__Task objective__.
Go through the records and give each one again exactly.

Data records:
------------------------------------
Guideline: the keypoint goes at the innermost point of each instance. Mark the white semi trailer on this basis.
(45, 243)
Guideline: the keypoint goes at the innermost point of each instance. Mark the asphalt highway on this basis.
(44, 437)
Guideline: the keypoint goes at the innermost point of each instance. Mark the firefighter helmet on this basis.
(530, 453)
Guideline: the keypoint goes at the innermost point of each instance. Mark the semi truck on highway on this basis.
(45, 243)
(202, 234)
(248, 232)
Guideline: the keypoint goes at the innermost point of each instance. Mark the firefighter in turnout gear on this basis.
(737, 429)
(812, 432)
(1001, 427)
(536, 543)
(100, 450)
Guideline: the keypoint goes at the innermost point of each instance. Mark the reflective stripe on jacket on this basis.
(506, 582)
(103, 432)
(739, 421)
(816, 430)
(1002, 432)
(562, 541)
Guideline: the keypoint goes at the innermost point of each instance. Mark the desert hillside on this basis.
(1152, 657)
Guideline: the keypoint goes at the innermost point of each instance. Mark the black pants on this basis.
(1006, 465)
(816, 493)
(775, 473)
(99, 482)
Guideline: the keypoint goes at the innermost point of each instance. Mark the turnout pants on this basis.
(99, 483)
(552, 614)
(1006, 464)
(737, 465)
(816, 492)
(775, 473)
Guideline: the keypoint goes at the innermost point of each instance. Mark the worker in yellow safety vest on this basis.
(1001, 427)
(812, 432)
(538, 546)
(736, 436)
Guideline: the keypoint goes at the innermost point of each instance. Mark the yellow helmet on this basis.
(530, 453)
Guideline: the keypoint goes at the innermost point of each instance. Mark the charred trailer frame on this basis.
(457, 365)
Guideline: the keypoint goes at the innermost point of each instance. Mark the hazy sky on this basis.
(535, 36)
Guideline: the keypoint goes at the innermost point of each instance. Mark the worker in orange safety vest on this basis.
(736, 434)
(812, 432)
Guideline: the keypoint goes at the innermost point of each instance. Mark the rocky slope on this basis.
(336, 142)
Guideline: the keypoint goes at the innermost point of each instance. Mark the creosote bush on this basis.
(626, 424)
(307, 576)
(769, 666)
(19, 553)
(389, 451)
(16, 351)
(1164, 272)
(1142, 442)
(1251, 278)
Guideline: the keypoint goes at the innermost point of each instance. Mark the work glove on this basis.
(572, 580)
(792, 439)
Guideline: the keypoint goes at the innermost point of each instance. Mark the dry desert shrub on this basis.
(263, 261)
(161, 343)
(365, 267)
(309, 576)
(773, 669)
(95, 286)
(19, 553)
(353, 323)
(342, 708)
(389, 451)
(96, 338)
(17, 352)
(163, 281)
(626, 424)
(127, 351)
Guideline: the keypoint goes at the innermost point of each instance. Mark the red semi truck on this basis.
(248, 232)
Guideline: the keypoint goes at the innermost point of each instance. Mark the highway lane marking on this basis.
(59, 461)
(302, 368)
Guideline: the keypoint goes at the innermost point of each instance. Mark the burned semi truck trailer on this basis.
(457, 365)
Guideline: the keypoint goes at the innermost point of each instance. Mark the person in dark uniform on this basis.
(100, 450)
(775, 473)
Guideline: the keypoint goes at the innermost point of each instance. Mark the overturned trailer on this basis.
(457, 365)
------------------------------------
__Final result__.
Guideline: the keypoint goes at the innermost point of each instance. Mark the white semi trailer on this basis.
(45, 243)
Guideline: the keypoint goes at the innermost point of each instance. Mark the asphalt highway on this basis.
(44, 437)
Guideline: the keypoint goes at the innermost point of each instance. Mark the firefighter helmet on this basis.
(530, 453)
Guideline: the keypoint goes at the innermost point of each instance. Mark the semi truck on highway on this basis.
(45, 243)
(202, 234)
(248, 232)
Guideline: the keypoint goes at the innermost point of each instance. Mark the firefighter in turnout gear on this basis.
(737, 429)
(812, 432)
(1001, 427)
(536, 543)
(100, 450)
Guideline: the keypoint goes at the innermost point of each instance. Mark the reflective stripe on jacket on this basis.
(506, 582)
(103, 432)
(739, 421)
(816, 430)
(1002, 432)
(562, 541)
Guideline: the keypoint goes at the innermost point of each instance. Mark the desert hillside on this basis.
(1152, 657)
Guideline: the keypoint goes at the innermost point of each instance. Mark the black pants on this basis.
(1006, 465)
(816, 493)
(775, 473)
(99, 482)
Guideline: the keypoint goes at the innermost point of each instance. Mark the turnout pants on this basis.
(99, 483)
(552, 614)
(1006, 464)
(737, 465)
(816, 492)
(775, 473)
Guideline: the keypoint goes at the innermost point of each instance. Mark the worker in yellow safety vest on this basis.
(1001, 427)
(812, 432)
(538, 546)
(736, 436)
Guideline: the keypoint goes at the innermost point of each instance. Mark the yellow helmet on this basis.
(530, 453)
Guideline: the keypoint goes at the innermost point of each instance. Mark the charred trailer frame on this basis.
(457, 365)
Guideline: the keypoint goes at the innermost point of each instance. Mark the hazy sky on this basis.
(535, 36)
Guideline: the keypoint goes at the innermost point of each instance. Mark the worker in orange safety vest on this basis.
(736, 434)
(812, 432)
Guideline: the keypoint goes at the innermost point of each instance. Mark the rocky slope on this basis.
(336, 142)
Guideline: the keypoint goes at the innermost point of each instance. Mark the creosote bush on this basis.
(626, 424)
(307, 576)
(769, 666)
(19, 553)
(389, 451)
(16, 351)
(1164, 272)
(1142, 442)
(1251, 278)
Guideline: the keypoint goes at the innermost point of each instance. Mark the work glove on this basis.
(572, 580)
(792, 439)
Guideline: the keypoint goes at the innermost point of each instance. Mark the dry desert shrub on this basis.
(263, 261)
(161, 343)
(365, 267)
(309, 576)
(773, 669)
(95, 286)
(19, 553)
(353, 323)
(342, 708)
(389, 451)
(96, 338)
(17, 352)
(163, 281)
(626, 424)
(127, 351)
Guideline: the keypoint goes at the innermost point of each instance. Mark the red semi truck on this basis.
(248, 232)
Guideline: the keypoint goes at the innermost point of each instance. Mark the highway lane marking on this basis.
(59, 461)
(302, 368)
Guideline: the keypoint goes at the innermost point of each instance. Mark the burned semi truck trailer on this basis.
(457, 365)
Guideline: the keypoint goes at the innermost point of each instance. Mark the person in dark uniform on this basis.
(100, 450)
(775, 473)
Guideline: the keypoint goes at the innermost point of each instance. Mark the overturned trailer on this basis.
(457, 365)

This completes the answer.